-- Task requirements --
Could you print all the entries exactly?

-- Dataset records --
-*-

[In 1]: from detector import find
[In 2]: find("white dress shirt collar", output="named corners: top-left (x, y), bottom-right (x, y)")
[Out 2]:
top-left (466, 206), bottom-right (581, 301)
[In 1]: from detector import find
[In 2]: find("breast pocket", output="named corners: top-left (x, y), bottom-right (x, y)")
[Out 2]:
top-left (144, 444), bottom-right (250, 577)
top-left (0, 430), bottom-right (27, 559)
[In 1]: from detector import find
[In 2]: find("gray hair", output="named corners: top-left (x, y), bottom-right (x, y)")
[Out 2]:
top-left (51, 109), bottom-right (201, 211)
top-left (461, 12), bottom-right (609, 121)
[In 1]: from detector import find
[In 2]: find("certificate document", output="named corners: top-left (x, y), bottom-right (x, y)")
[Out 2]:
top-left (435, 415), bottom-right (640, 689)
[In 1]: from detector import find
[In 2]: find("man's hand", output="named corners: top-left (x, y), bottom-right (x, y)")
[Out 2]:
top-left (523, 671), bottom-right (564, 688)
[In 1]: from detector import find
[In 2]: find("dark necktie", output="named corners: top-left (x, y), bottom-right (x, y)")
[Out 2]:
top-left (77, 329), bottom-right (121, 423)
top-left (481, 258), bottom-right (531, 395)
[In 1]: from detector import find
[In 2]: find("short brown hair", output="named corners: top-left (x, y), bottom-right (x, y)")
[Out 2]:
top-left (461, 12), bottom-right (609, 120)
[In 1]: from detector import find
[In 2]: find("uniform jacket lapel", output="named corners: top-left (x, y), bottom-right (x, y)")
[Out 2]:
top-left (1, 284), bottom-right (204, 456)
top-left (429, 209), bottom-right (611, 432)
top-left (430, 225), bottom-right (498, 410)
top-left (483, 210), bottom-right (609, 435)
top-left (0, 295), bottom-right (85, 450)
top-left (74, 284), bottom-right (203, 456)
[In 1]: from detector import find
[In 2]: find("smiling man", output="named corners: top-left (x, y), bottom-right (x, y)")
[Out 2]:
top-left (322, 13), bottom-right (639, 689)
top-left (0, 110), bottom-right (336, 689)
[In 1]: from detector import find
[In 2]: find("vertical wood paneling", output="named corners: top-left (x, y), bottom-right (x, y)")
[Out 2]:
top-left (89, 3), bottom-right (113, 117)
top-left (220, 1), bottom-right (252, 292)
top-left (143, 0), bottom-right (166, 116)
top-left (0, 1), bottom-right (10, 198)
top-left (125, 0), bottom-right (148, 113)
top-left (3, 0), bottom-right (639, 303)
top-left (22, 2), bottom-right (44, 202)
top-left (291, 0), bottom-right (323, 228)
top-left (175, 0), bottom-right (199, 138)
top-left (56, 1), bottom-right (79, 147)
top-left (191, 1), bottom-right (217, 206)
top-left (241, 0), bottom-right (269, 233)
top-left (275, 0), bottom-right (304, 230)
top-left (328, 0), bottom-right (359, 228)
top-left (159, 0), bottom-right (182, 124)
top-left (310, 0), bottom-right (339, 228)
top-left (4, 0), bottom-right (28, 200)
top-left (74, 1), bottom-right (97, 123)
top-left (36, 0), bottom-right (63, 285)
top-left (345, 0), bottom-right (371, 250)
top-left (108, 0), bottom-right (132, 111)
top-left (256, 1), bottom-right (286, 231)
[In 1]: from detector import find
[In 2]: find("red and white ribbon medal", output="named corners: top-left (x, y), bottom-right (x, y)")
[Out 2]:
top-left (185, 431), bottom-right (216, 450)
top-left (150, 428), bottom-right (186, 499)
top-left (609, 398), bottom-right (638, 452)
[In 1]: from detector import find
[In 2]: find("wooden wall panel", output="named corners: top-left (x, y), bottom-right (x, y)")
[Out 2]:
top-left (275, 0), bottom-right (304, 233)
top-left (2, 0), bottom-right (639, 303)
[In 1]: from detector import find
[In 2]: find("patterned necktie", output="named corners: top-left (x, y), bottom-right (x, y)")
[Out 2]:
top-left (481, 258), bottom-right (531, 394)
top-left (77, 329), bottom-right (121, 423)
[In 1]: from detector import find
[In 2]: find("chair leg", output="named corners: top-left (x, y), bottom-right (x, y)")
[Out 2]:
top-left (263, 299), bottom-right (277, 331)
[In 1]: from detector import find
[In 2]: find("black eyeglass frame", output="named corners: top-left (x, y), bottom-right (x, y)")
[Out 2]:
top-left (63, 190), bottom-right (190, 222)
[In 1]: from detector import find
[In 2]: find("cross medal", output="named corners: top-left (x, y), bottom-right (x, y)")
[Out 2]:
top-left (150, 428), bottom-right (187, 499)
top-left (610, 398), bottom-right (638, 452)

-*-

-- Answer below --
[In 1]: from detector import find
[In 2]: find("white dress shirt collar", output="named corners: top-left (x, y), bottom-right (x, y)")
[Out 2]:
top-left (466, 206), bottom-right (581, 301)
[In 1]: from detector import find
[In 2]: find("breast pocket", output="named corners: top-left (x, y), bottom-right (x, y)")
[Out 2]:
top-left (144, 444), bottom-right (250, 577)
top-left (0, 430), bottom-right (27, 559)
[In 1]: from detector import find
[In 2]: find("gray hair", output="named corners: top-left (x, y), bottom-right (x, y)")
[Out 2]:
top-left (51, 109), bottom-right (201, 211)
top-left (461, 12), bottom-right (609, 121)
[In 1]: from detector import find
[In 2]: find("certificate document", output="named corners: top-left (x, y), bottom-right (x, y)")
[Out 2]:
top-left (435, 415), bottom-right (640, 689)
[In 1]: from detector import find
[In 2]: find("man's hand", output="named corners: top-left (x, y), bottom-right (x, y)")
[Out 2]:
top-left (523, 671), bottom-right (564, 688)
[In 1]: from detector import find
[In 2]: find("dark necktie", output="named corners: top-left (x, y), bottom-right (x, y)")
[Out 2]:
top-left (77, 329), bottom-right (121, 423)
top-left (481, 258), bottom-right (531, 395)
[In 1]: from detector import find
[In 2]: find("short brown hair", output="named corners: top-left (x, y), bottom-right (x, y)")
[Out 2]:
top-left (461, 12), bottom-right (609, 120)
[In 1]: from detector import find
[In 2]: find("uniform jacket lapel", output="named corners: top-left (x, y), bottom-right (x, y)")
[Out 2]:
top-left (1, 284), bottom-right (204, 456)
top-left (429, 209), bottom-right (611, 432)
top-left (430, 225), bottom-right (498, 410)
top-left (483, 210), bottom-right (609, 435)
top-left (0, 295), bottom-right (85, 450)
top-left (74, 284), bottom-right (203, 456)
[In 1]: from detector import find
[In 2]: find("smiling man", output="named corners: top-left (x, y), bottom-right (x, y)")
[Out 2]:
top-left (322, 13), bottom-right (639, 689)
top-left (0, 110), bottom-right (336, 689)
[In 1]: from detector import find
[In 2]: find("vertical wood paneling", output="named corners: top-left (x, y), bottom-right (x, y)")
[Out 2]:
top-left (89, 3), bottom-right (113, 117)
top-left (220, 1), bottom-right (252, 292)
top-left (143, 0), bottom-right (166, 116)
top-left (0, 1), bottom-right (10, 198)
top-left (125, 0), bottom-right (148, 113)
top-left (3, 0), bottom-right (639, 303)
top-left (22, 2), bottom-right (44, 202)
top-left (291, 0), bottom-right (323, 228)
top-left (175, 0), bottom-right (199, 138)
top-left (56, 1), bottom-right (79, 147)
top-left (191, 1), bottom-right (217, 206)
top-left (241, 0), bottom-right (269, 233)
top-left (275, 0), bottom-right (304, 230)
top-left (328, 0), bottom-right (359, 228)
top-left (159, 0), bottom-right (182, 124)
top-left (310, 0), bottom-right (339, 228)
top-left (4, 0), bottom-right (28, 200)
top-left (74, 1), bottom-right (97, 123)
top-left (36, 0), bottom-right (63, 285)
top-left (345, 0), bottom-right (371, 250)
top-left (108, 0), bottom-right (132, 111)
top-left (256, 1), bottom-right (286, 231)
[In 1]: from detector import find
[In 2]: find("red and white ribbon medal", output="named corners: top-left (x, y), bottom-right (x, y)")
[Out 2]:
top-left (185, 431), bottom-right (216, 450)
top-left (150, 428), bottom-right (186, 499)
top-left (609, 398), bottom-right (638, 452)
[In 1]: from detector import find
[In 2]: find("wooden wall panel", output="named corners: top-left (x, y), bottom-right (x, y)")
[Out 2]:
top-left (275, 0), bottom-right (304, 233)
top-left (2, 0), bottom-right (639, 303)
[In 1]: from detector import find
[In 2]: find("patterned necktie", output="named corners: top-left (x, y), bottom-right (x, y)")
[Out 2]:
top-left (481, 258), bottom-right (531, 394)
top-left (77, 329), bottom-right (121, 423)
[In 1]: from detector import find
[In 2]: find("chair leg", output="named corners: top-left (x, y), bottom-right (x, y)")
[Out 2]:
top-left (263, 299), bottom-right (277, 331)
[In 1]: from detector import find
[In 2]: find("black eyeglass frame", output="named corners: top-left (x, y), bottom-right (x, y)")
[Out 2]:
top-left (63, 190), bottom-right (190, 222)
[In 1]: from detector import find
[In 2]: find("cross medal", output="named corners: top-left (x, y), bottom-right (x, y)")
[Out 2]:
top-left (150, 428), bottom-right (187, 499)
top-left (610, 398), bottom-right (638, 452)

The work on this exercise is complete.